*Request*:
Extract the whole listing as it stands. Do not include the pictures.
---------- Given records ----------
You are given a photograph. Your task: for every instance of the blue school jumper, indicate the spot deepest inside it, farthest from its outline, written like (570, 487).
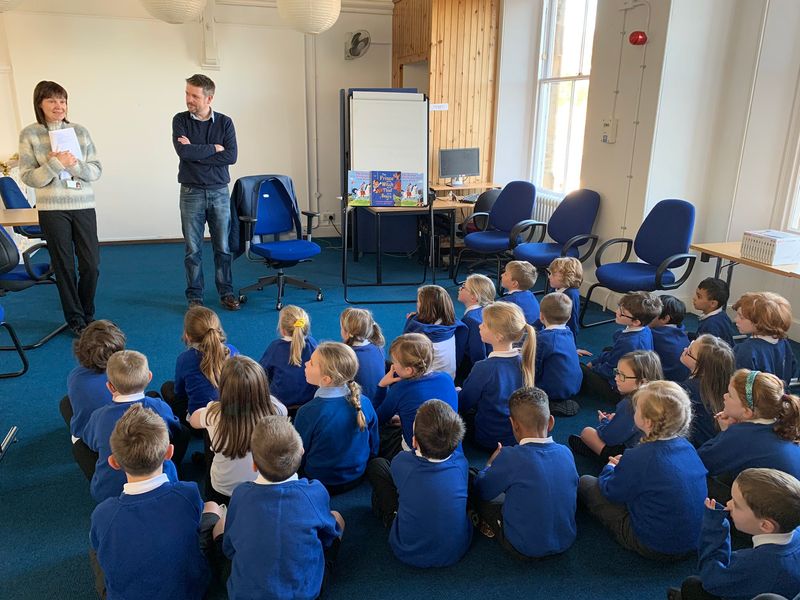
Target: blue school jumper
(336, 450)
(757, 354)
(488, 387)
(371, 368)
(431, 528)
(449, 342)
(407, 395)
(622, 342)
(663, 485)
(87, 391)
(669, 341)
(558, 368)
(275, 535)
(526, 301)
(540, 484)
(718, 324)
(621, 430)
(288, 382)
(108, 482)
(744, 574)
(745, 445)
(190, 381)
(147, 544)
(703, 427)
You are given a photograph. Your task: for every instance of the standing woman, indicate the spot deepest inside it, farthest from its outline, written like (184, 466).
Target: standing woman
(65, 203)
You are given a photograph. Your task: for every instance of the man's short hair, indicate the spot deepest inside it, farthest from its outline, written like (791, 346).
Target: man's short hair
(438, 429)
(139, 441)
(128, 372)
(277, 448)
(199, 80)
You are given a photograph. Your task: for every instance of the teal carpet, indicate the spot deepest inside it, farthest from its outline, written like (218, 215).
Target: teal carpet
(45, 499)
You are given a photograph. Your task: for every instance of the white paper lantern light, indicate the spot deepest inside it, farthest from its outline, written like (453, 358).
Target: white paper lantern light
(175, 11)
(310, 16)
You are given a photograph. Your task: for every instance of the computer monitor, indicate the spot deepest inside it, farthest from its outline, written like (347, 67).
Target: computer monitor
(458, 163)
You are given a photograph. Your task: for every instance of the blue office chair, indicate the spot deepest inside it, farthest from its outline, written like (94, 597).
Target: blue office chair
(662, 243)
(14, 198)
(508, 217)
(276, 213)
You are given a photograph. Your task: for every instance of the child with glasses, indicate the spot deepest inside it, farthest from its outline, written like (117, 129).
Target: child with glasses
(635, 311)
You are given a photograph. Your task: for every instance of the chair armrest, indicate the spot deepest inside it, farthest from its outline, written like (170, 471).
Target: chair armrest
(579, 240)
(607, 244)
(665, 265)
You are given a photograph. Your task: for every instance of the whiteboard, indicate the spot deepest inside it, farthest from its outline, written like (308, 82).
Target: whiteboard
(389, 132)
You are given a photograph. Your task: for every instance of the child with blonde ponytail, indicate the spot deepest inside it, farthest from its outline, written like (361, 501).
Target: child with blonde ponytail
(284, 358)
(338, 426)
(483, 400)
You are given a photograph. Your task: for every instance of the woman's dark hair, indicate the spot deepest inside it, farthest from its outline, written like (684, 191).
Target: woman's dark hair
(43, 91)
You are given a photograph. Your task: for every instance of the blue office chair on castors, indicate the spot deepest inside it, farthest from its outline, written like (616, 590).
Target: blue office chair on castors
(510, 215)
(276, 213)
(662, 243)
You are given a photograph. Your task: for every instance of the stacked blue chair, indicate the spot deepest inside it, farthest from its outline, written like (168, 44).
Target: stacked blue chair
(661, 244)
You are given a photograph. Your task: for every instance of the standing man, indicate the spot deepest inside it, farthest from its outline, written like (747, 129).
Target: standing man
(206, 145)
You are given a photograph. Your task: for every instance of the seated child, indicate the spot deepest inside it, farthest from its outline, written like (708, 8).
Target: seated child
(407, 385)
(423, 494)
(760, 427)
(711, 299)
(280, 532)
(635, 311)
(651, 498)
(475, 293)
(526, 495)
(518, 279)
(146, 539)
(566, 276)
(710, 362)
(284, 358)
(669, 338)
(436, 319)
(766, 505)
(339, 427)
(558, 369)
(360, 331)
(616, 432)
(128, 376)
(484, 398)
(767, 317)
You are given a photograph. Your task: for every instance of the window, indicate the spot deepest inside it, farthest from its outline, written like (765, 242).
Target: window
(564, 63)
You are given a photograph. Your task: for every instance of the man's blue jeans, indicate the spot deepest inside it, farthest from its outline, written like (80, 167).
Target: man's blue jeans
(199, 206)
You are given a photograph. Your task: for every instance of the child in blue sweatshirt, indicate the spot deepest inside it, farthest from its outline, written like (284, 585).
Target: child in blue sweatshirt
(651, 497)
(145, 541)
(670, 339)
(616, 431)
(360, 331)
(423, 493)
(407, 385)
(767, 317)
(483, 401)
(635, 311)
(518, 278)
(760, 427)
(436, 319)
(558, 368)
(280, 532)
(284, 358)
(766, 505)
(710, 362)
(128, 376)
(536, 483)
(711, 299)
(339, 427)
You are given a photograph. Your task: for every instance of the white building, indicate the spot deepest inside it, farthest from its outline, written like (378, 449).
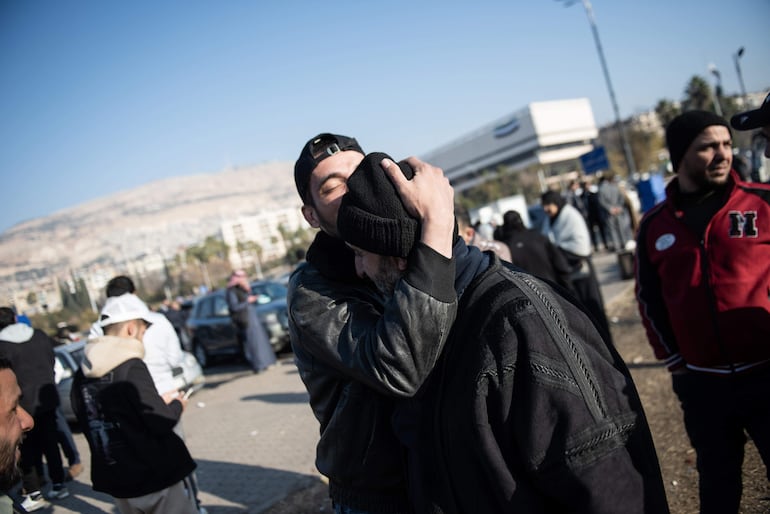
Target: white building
(262, 229)
(542, 133)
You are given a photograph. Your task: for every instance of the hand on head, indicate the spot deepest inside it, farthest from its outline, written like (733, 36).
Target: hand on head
(429, 197)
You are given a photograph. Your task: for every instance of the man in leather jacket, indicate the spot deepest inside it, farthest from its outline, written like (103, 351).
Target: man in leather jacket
(356, 350)
(528, 408)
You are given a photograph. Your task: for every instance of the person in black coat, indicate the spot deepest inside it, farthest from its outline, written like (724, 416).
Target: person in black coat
(533, 252)
(136, 457)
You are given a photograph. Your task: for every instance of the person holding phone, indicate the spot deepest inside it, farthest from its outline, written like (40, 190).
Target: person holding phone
(136, 457)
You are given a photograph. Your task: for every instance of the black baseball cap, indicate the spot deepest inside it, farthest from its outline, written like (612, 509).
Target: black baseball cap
(316, 150)
(752, 119)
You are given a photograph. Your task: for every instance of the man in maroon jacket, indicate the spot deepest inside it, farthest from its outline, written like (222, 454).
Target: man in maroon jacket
(703, 286)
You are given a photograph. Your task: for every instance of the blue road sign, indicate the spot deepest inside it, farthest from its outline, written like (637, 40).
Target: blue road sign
(595, 160)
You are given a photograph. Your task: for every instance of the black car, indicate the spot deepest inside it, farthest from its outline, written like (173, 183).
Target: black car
(211, 333)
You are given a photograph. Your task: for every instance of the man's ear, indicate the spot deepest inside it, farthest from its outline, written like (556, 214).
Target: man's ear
(310, 215)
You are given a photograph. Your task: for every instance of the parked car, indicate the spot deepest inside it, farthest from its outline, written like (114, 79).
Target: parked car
(211, 333)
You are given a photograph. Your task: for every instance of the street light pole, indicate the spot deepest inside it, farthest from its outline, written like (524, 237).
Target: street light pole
(618, 124)
(717, 88)
(736, 57)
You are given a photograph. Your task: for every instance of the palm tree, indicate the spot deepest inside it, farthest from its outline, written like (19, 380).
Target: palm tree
(698, 95)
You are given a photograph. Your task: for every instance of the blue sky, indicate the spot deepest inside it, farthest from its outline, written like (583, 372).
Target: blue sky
(98, 97)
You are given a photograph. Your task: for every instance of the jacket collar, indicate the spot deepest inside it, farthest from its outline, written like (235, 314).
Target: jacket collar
(333, 258)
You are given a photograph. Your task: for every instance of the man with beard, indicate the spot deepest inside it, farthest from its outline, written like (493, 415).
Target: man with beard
(30, 351)
(702, 283)
(14, 422)
(528, 409)
(355, 351)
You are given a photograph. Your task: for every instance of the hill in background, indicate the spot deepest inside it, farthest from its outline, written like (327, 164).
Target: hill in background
(158, 217)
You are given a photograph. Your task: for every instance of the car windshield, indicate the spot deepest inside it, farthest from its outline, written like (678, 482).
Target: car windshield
(268, 291)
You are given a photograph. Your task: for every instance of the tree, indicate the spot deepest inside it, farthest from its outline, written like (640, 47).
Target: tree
(666, 111)
(698, 95)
----------
*Answer in full*:
You are given a photograph. Your task: for every instance of the blue school jumper, indicate the spot deepest inside it, farthest from its outline, written like (570, 487).
Target: blue school jumper
(336, 450)
(757, 354)
(488, 387)
(371, 368)
(431, 528)
(449, 342)
(407, 395)
(622, 342)
(663, 485)
(87, 391)
(669, 341)
(558, 368)
(275, 535)
(526, 301)
(540, 484)
(718, 324)
(621, 430)
(288, 382)
(108, 482)
(744, 574)
(745, 445)
(190, 381)
(147, 544)
(703, 427)
You are given a photograph. Your task: for every instance of the standing woman, indicate the spot deepest inside it, farthest from its outline, written like (184, 466).
Target: standing woman
(65, 203)
You are given a photograph. Your task: for every instance of the man's short hair, indicate the spot deepest inside it, farthest from its outline, written like (791, 346).
Target: man's short hair
(438, 429)
(139, 441)
(128, 372)
(277, 448)
(199, 80)
You are given a photograph. Your task: for every instance of the teal carpet, indicate the spot deepest inside it, farthest from its outline, written like (218, 215).
Target: teal carpet
(45, 499)
You are given a photograph. Your task: for every instance of the white paper lantern light, indicate the spot deepest inside it, farthest from its outline, written like (453, 358).
Target: white paper lantern light
(175, 11)
(310, 16)
You are given a photograph. Your task: for every instance of the computer monitor, indicate the spot deepest inside it, farthest from its outline, written like (347, 67).
Target: computer monitor
(458, 163)
You are given a photograph. Your task: for every instance of the blue office chair, indicate the spot deepest inside it, farthest from its outline, written like (94, 597).
Target: blue office chair
(662, 243)
(14, 198)
(508, 217)
(276, 213)
You are given a photograph. Your task: for every instance of the child with glasses, indicate the spot deepest inside it, farthest from its outline, written like (117, 129).
Target: child with glasses
(635, 311)
You are given a photograph. Your task: for every instance of the chair armrest, indicate the spot deepest inside it, farthest from its outline, written like (170, 471).
Target: chair armrest
(579, 240)
(607, 244)
(665, 265)
You are given a photograph. Your task: for every instance of the whiteboard, indicate the spot deepest inside it, farthest from its outline, written like (308, 82).
Target: whiteboard
(389, 132)
You are given a photograph. Your task: for every instance of the child with blonde ponytail, indicate the spot deepest inside it, farthest from its outline, written like (361, 501).
Target: child with blonde ponytail
(284, 358)
(338, 426)
(483, 400)
You are given a photograph. Your task: for every instance of the woman's dark hair, indicate the spot deepest inside it, farthest from its outline, written like (684, 191).
Target: woman's dark hair
(43, 91)
You are given a photograph. Your task: for every instance of the blue office chair on castors, indicate the spot deepest inside it, farthest from its outline, written like (616, 590).
Target: blue office chair on castors
(510, 215)
(276, 213)
(662, 243)
You are given a photograph. Your task: for every instance of the stacked blue chair, indicate the spot deepest inside it, farthest from its outline, written like (168, 44).
Target: stacked blue chair
(661, 244)
You are given a photograph. Your task: for every instance of the standing man, indicate the spot deepest inside it, farthest from its outline, written like (747, 129).
Target: standing man
(206, 145)
You are given a photograph. Your task: for every instance of the seated child, indicate the spot deepest inside it, farthest from its outline, written like (708, 8).
Target: seated child
(407, 385)
(423, 494)
(760, 427)
(711, 299)
(280, 532)
(635, 311)
(651, 498)
(475, 293)
(526, 495)
(518, 279)
(146, 539)
(566, 276)
(710, 362)
(284, 358)
(669, 338)
(436, 319)
(766, 505)
(339, 427)
(558, 369)
(360, 331)
(616, 432)
(128, 376)
(484, 398)
(767, 317)
You are given a photograph. Your task: for every instance of the window, indicate the spot deepest inside it, farthest from its outline, written like (765, 242).
Target: window
(564, 63)
You are given a photograph. Your task: for every instance of the man's blue jeans, indicate the spot deepest inside it, farthest from its outline, written like (80, 167).
Target: man's blue jeans
(199, 206)
You are given a photograph. Your task: for every instance of the child in blue sweatshirt, indicate the spot deepest inside it, farthest from its outline, written like (284, 585).
Target: child in blue sweatshirt
(651, 497)
(145, 541)
(670, 339)
(616, 431)
(360, 331)
(423, 493)
(407, 385)
(767, 317)
(483, 401)
(635, 311)
(518, 278)
(760, 427)
(436, 319)
(558, 368)
(280, 532)
(284, 358)
(766, 505)
(710, 362)
(128, 376)
(536, 483)
(711, 299)
(339, 427)
You are given a photograph. Your task: for every instance of the white building, indicate the spot deepest inside it, farthest from its outline, written like (378, 449).
Target: white building
(262, 229)
(542, 133)
You are given a photograph. Your task: for every instance of the hand on head, indicate the spot deepest inside it, farthest from its outline, written like (733, 36).
Target: hand on head
(429, 197)
You are given a photograph. Your task: for every instance of the man in leather jacket, indicate the spot deepest inside it, farthest from its outline, written like (103, 351).
Target: man in leather jacket
(356, 350)
(528, 408)
You are given a photograph. Your task: for every instance of the person in black coat, indicate the spot deepest inside it, farthest from its outline, written like (724, 416).
Target: person in black coat
(533, 252)
(136, 457)
You are given a photograph. Your task: for every instance of the person holding phone, indicate the spot deepest inside it, farthest from its outline, written like (40, 190).
Target: person holding phone
(136, 457)
You are given a photograph. Your task: for every instance of the black baseball cap, indicate the spot deepest inside it, farthest from its outline, written like (612, 509).
Target: black baseball cap
(316, 150)
(752, 119)
You are given a photograph. Your task: for every instance of the man in maroon jacket, indicate the spot deepest inside it, farthest from its outline, written like (222, 454).
Target: man in maroon jacket
(703, 286)
You are given a photograph. Your task: for every instance of the blue road sign, indicate the spot deepest inside it, farthest from its outline, written like (637, 40).
Target: blue road sign
(595, 160)
You are given a photograph. Your task: for every instance of the black car, indicate the spot deepest inside it, farthest from its outline, written like (173, 183).
Target: black car
(211, 333)
You are given a photograph. Your task: for every instance of the man's ear, indicate the spot deepest inside it, farthest from its outline, written like (556, 214).
Target: man's ear
(310, 215)
You are given a photograph. Your task: for every instance of the parked car, indicate the spot deepest inside it, farthest from its outline, written like (114, 79).
Target: parked car
(211, 333)
You are given a photograph. Your task: for every instance of the street light pole, indicate the spot deepest inside it, farthest from its outline, written like (524, 237).
Target: street light pole
(618, 124)
(717, 88)
(736, 57)
You are given a photograph. Your task: for every instance of the palm tree, indicate the spot deepest inside it, farthest from its outline, written like (19, 380).
Target: palm tree
(698, 95)
You are given a photograph. Your task: for every instance of the blue sky, indicate the spot deepest inside it, farthest from its outline, written like (583, 372).
Target: blue sky
(98, 97)
You are given a photograph. Your task: for every instance of the jacket collar, indicate the spot deepest inside it, farthest from its outline, written like (235, 314).
Target: jacket collar
(333, 258)
You are given a photograph. Your task: for every instance of the man with beard, indicate the spot deepest inside it, farthest from its outline, written like (493, 415).
Target: man with beard
(30, 351)
(702, 283)
(14, 422)
(528, 409)
(355, 351)
You are given a photograph. Your task: for every instance of the hill in background, indicate the spot deepest inside it, farthest from its outline, written like (327, 164).
Target: hill in background
(158, 217)
You are given a photograph. Your task: for every instance of the car windshield, indicate the spot deepest inside it, farthest from its outline, written like (678, 482).
Target: car windshield
(268, 291)
You are given a photograph. Your task: for every instance of the tree, indicate the spot deepest inside it, farthest from its outline, written like (640, 47).
Target: tree
(666, 111)
(698, 95)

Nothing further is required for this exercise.